[Records from a dataset]

════════

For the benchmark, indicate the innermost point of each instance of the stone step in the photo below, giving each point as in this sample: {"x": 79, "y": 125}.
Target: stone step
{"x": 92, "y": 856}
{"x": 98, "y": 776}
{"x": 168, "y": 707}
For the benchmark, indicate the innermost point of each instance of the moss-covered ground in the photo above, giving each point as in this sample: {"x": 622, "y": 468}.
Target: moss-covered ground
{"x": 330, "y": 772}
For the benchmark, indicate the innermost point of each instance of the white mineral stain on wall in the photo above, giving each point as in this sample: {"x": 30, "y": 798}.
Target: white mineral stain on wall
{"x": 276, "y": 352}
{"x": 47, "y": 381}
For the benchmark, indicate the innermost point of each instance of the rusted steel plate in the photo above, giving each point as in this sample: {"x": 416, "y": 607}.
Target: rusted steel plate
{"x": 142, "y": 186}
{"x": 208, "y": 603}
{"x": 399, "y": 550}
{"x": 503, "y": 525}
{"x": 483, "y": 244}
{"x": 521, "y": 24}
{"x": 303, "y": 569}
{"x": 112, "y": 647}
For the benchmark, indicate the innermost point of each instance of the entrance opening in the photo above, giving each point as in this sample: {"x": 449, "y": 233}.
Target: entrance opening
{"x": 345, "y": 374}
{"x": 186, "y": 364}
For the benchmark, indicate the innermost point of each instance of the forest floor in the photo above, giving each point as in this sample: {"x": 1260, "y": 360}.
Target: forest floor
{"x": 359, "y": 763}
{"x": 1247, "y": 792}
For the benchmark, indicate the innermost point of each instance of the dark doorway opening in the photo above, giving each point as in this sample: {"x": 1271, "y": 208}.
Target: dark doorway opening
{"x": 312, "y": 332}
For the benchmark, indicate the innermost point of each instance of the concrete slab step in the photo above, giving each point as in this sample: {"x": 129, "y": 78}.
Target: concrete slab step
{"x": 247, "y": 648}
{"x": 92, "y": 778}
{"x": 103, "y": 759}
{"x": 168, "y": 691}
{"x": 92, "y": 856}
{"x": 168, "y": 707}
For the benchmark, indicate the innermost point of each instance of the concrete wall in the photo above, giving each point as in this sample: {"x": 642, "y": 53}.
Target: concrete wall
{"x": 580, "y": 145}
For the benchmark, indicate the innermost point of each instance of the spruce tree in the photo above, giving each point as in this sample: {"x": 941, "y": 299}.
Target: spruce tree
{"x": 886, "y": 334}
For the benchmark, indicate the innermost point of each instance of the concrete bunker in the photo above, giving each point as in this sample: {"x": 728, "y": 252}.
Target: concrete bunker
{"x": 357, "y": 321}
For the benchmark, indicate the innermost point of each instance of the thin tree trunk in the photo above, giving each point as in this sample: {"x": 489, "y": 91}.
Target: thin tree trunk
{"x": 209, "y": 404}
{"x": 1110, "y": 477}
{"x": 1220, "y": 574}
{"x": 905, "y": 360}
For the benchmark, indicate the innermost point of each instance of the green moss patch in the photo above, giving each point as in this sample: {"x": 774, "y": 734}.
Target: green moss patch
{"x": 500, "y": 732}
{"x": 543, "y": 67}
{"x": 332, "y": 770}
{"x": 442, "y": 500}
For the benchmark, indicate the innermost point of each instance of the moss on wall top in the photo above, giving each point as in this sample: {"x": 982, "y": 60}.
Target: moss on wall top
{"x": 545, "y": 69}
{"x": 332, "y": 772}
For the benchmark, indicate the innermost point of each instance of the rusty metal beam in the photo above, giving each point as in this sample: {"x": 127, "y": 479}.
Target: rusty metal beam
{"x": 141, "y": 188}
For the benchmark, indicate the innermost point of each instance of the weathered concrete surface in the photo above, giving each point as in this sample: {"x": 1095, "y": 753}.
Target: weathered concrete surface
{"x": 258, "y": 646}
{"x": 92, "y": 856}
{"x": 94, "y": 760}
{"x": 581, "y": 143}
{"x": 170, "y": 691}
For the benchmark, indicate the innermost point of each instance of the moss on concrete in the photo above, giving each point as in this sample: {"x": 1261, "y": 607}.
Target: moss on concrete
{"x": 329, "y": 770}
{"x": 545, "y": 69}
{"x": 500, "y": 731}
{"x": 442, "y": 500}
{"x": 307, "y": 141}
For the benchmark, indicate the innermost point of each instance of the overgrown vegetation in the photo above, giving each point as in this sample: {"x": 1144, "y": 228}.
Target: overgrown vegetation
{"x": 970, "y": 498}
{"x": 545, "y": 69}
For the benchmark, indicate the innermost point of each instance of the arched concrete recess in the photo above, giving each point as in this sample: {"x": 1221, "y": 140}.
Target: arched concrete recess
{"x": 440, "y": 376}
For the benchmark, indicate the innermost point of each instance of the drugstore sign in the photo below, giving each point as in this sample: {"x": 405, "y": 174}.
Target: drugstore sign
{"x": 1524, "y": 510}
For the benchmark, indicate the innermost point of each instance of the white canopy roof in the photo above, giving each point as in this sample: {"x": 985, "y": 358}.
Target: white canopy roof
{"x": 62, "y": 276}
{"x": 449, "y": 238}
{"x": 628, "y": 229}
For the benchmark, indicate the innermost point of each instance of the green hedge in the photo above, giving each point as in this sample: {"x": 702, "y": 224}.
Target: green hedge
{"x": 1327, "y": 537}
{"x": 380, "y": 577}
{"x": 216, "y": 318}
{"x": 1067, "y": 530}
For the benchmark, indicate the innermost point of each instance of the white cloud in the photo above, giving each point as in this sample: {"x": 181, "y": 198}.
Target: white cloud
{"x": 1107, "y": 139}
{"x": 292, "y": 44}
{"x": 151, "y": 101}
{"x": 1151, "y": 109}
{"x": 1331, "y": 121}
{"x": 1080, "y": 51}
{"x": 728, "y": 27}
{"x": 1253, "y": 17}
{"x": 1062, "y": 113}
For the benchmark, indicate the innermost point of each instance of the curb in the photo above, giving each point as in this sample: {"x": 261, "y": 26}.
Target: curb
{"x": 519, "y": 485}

════════

◆ Required task
Write out this material again, switching every "innermost point" to "central point" and leaving everything else as it is.

◆ Completed task
For the benchmark, indicate the central point of each instance of the stone step in the photo below, giving each point as in this sample: {"x": 79, "y": 125}.
Target: stone step
{"x": 92, "y": 856}
{"x": 98, "y": 776}
{"x": 168, "y": 707}
For the benchmark, indicate the central point of each instance of the moss-covered ground in the photo above, giving each point as in this sample: {"x": 622, "y": 468}.
Target: moss-covered ground
{"x": 330, "y": 772}
For the benchmark, indicate the central point of each instance of the white mineral stain on wall in the photo above, giving each point as in this sample: {"x": 30, "y": 798}.
Target: white mineral stain on wall
{"x": 276, "y": 352}
{"x": 47, "y": 381}
For the benchmark, indicate the central point of each instance of the rusted steel plate in the photo above, giving each point as in this sample: {"x": 416, "y": 607}.
Target: rusted steel plate
{"x": 142, "y": 186}
{"x": 208, "y": 603}
{"x": 399, "y": 550}
{"x": 503, "y": 525}
{"x": 483, "y": 244}
{"x": 521, "y": 24}
{"x": 303, "y": 569}
{"x": 112, "y": 647}
For the benchmark, indicate the central point of each instance of the entrance opening in the photo above, giving each point as in this sample: {"x": 449, "y": 233}.
Target: entrance opening
{"x": 345, "y": 374}
{"x": 186, "y": 364}
For the benchmark, indicate the central point of each instance of the forest floor in the photo above, giving each point as in this sample: {"x": 1260, "y": 360}.
Target: forest floor
{"x": 359, "y": 763}
{"x": 1247, "y": 792}
For the benchmark, indicate the central point of each instance of the dark doorway opening in the photo above, giving each point as in this sample: {"x": 1271, "y": 208}.
Target: dark doorway opening
{"x": 312, "y": 332}
For the benchmark, indicate the central point of each instance of the concrete slab step in the photo above, giving each point as in this sample: {"x": 129, "y": 78}.
Target: concrete slab step
{"x": 247, "y": 648}
{"x": 92, "y": 778}
{"x": 103, "y": 759}
{"x": 168, "y": 691}
{"x": 92, "y": 856}
{"x": 168, "y": 707}
For the benchmark, indicate the central point of each instance of the concrete wall in the photo above, giving each point as in this sample: {"x": 642, "y": 53}.
Target: concrete wall
{"x": 580, "y": 145}
For the benchmark, indicate the central point of each instance of the spruce tree in the photo above, giving each point as in this sample: {"x": 941, "y": 299}.
Target: spruce tree
{"x": 886, "y": 334}
For the benchmark, indicate the central point of each instance of the concrete bunker in the photo above, giving each point as in this sample: {"x": 728, "y": 252}.
Target: concrete bunker
{"x": 357, "y": 321}
For the benchmark, indicate the central point of each instance of the thin tree trunk in the photo above, giving each point as in this sample: {"x": 489, "y": 91}.
Target: thin tree trunk
{"x": 209, "y": 404}
{"x": 1110, "y": 477}
{"x": 1220, "y": 574}
{"x": 905, "y": 360}
For the benchmark, indicate the central point of each instance of the green moss patch in the photo above, giving each point as in this sample: {"x": 774, "y": 734}.
Target: green moss patch
{"x": 500, "y": 732}
{"x": 543, "y": 67}
{"x": 332, "y": 770}
{"x": 442, "y": 500}
For the benchmark, indicate the central point of each instance of the moss on wall top in the photo above, giving each point as in this sample: {"x": 982, "y": 60}.
Target: moss on wall top
{"x": 545, "y": 69}
{"x": 332, "y": 772}
For the benchmark, indicate the central point of each instance of the rusty metal beam in the photo above, giving each point as in this sample: {"x": 127, "y": 479}.
Target: rusty metal beam
{"x": 141, "y": 188}
For the benchmark, indicate the central point of each instance of the weathered concrete surface in the photo above, giving each point as in this sample: {"x": 1095, "y": 753}.
Target: weathered concrete surface
{"x": 258, "y": 646}
{"x": 92, "y": 856}
{"x": 94, "y": 760}
{"x": 581, "y": 143}
{"x": 170, "y": 691}
For the benchmark, indicate the central point of each instance of the moss on concrete in the photo above, giving each point as in this sample: {"x": 1261, "y": 607}.
Target: moss on concrete
{"x": 329, "y": 770}
{"x": 545, "y": 69}
{"x": 500, "y": 731}
{"x": 442, "y": 500}
{"x": 307, "y": 141}
For the benchmark, indicate the central point of each instance of the overgrown vegetation in the photo above, giving each point as in this sample: {"x": 1144, "y": 228}.
Target: overgrown vegetation
{"x": 970, "y": 498}
{"x": 545, "y": 69}
For the benchmark, indicate the central point of each instance of the arched concrete recess in the photo above, giving each point as in this sample: {"x": 1221, "y": 140}.
Target: arched concrete recess
{"x": 440, "y": 376}
For the benchmark, indicate the central point of each instance of the drugstore sign in the photo below, giving each point as in this sample: {"x": 405, "y": 174}.
Target: drugstore sign
{"x": 1524, "y": 510}
For the benchmark, indicate the central point of each instance of the white canopy roof in the photo above, giving each point as in this sample: {"x": 985, "y": 358}.
Target: white canopy roof
{"x": 62, "y": 276}
{"x": 449, "y": 238}
{"x": 628, "y": 229}
For the benchmark, indicate the central point of each instance of the green hedge in the photo above, giving each point as in this sample: {"x": 702, "y": 224}.
Target: green hedge
{"x": 1327, "y": 537}
{"x": 380, "y": 577}
{"x": 216, "y": 318}
{"x": 1067, "y": 530}
For the benchmark, indicate the central point of each instance of the white cloud in the photo above, giving each point as in this sample: {"x": 181, "y": 198}.
Target: white cloud
{"x": 1107, "y": 139}
{"x": 292, "y": 44}
{"x": 151, "y": 101}
{"x": 1151, "y": 109}
{"x": 1331, "y": 121}
{"x": 1080, "y": 51}
{"x": 728, "y": 27}
{"x": 1253, "y": 17}
{"x": 1062, "y": 113}
For the benchmark, indicate the central point of each instance of the curb in the photo above, giving each point as in this sample: {"x": 261, "y": 26}.
Target: curb
{"x": 519, "y": 485}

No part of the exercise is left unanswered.